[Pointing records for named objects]
========

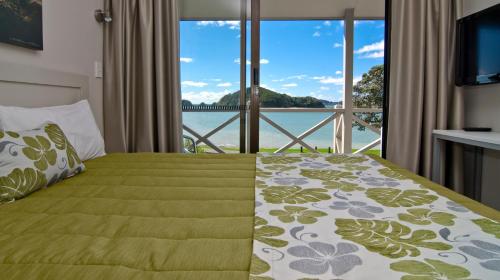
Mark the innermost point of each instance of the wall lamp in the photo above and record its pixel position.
(102, 16)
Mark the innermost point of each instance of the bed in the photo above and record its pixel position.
(169, 216)
(260, 217)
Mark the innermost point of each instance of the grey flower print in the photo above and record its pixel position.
(314, 165)
(380, 181)
(318, 258)
(290, 181)
(357, 209)
(456, 207)
(486, 251)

========

• [Written exercise] Rewrite the whole listing with every request kept, and add 112 to both numbers in each pixel coordinate in the answers. Leave the pictures out.

• [Finished answer]
Mark the innermost point of each instance of the wall lamp in the photo above and record its pixel position.
(214, 128)
Mark the innermost point of each instance of the bed in the photo above and record its pixel position.
(281, 328)
(372, 329)
Mark the innermost point of each instance of the grey flower print in the photo above and record its pixel position.
(426, 277)
(492, 293)
(430, 370)
(402, 293)
(469, 321)
(568, 319)
(598, 363)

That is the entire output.